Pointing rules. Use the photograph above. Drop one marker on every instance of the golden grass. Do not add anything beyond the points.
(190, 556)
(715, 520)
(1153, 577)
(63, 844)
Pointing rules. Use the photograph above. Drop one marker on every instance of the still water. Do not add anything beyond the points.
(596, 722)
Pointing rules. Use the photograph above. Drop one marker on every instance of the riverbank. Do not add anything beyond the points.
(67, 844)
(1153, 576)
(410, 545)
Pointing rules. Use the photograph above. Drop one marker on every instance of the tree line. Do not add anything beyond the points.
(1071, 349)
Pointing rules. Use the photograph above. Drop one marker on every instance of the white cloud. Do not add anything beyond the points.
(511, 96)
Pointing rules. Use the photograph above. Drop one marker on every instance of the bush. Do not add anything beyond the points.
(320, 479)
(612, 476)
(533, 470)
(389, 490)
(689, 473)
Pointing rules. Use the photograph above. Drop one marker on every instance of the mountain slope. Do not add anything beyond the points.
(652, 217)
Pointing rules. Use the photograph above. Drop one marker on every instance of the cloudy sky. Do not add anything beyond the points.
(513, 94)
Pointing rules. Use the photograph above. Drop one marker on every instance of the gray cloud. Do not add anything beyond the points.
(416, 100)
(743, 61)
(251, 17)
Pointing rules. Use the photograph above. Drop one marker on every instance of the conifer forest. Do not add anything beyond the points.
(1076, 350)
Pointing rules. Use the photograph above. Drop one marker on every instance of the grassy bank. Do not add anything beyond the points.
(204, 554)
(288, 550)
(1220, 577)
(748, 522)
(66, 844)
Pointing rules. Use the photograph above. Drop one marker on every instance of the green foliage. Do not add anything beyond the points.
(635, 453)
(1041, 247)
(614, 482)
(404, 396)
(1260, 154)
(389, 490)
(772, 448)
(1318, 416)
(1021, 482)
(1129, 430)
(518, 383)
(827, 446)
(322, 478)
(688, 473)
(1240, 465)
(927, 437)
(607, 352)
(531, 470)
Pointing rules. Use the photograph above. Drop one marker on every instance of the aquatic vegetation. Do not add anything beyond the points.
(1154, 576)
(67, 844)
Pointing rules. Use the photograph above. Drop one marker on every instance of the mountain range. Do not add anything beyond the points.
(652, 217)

==*==

Extract all of the data above and output it character for character.

■ Exercise result ■
Pointing rules. Use the photograph above. Drop one marker on every instance of the golden grass. Do not add anything beyond the points.
(190, 556)
(715, 520)
(1153, 577)
(63, 844)
Pointing rules. Use the photograph above. Drop one marker on every instance of the still water. Do not add anything beyond the points.
(596, 722)
Pointing rules. Use the photograph above. Drop one marker on every instance of the riverbank. Do not add anything beyond the points.
(67, 844)
(1153, 576)
(410, 545)
Pointing rules. Use the photograph above. Drop one marker on every instance of the tree line. Do not add anything beyond the points.
(1071, 349)
Pointing rules. Use the photograph above. Drop one marker on every instance of the white cloud. Do not add anything beyond the points.
(511, 96)
Pointing rules. Use the photograph above. Drop one marker on every instance of the bush. Do not add anything beyond the points.
(320, 479)
(612, 476)
(533, 470)
(389, 490)
(689, 473)
Pointing rules. Use the photograph above. Drop one marker on every instance of the mountain slope. Do not add anything beyond the points.
(652, 217)
Pointing rules. Use the photograph above. Drop one marker on every instance of the cloudy sky. Do not add anything beyond the points.
(513, 94)
Pointing rules. Use the photograph above. Drop one marker on every instance of the gray cloud. Do not add anything beyond the points.
(416, 100)
(743, 61)
(251, 17)
Pointing rules. Use the photograph above. Drop one marker on every instance of the conifer forest. Do not add anything beyond the points.
(1076, 350)
Pointing rules. Use the photograph above. Drop one marker on every instance of the grassy bank. Do not add anything beyond the points.
(204, 554)
(288, 550)
(1220, 577)
(748, 522)
(66, 844)
Pointing rules. Use the photograph above. Drop one marker on every instance of the green foliage. Do not add anything beyond the points.
(635, 453)
(1041, 247)
(614, 482)
(404, 396)
(1260, 154)
(389, 490)
(772, 448)
(1318, 416)
(1021, 482)
(1129, 430)
(518, 383)
(827, 446)
(322, 478)
(688, 473)
(1240, 465)
(927, 437)
(607, 352)
(531, 470)
Pointing rules. Use the photograph above. Drop one marker on every instance of the aquatic vegetation. Do not add anything beyond the points.
(1154, 576)
(67, 844)
Pointing rules. Use the photograph above. Drop one marker on every instance of the mountain range. Do not add anything beyond the points.
(652, 217)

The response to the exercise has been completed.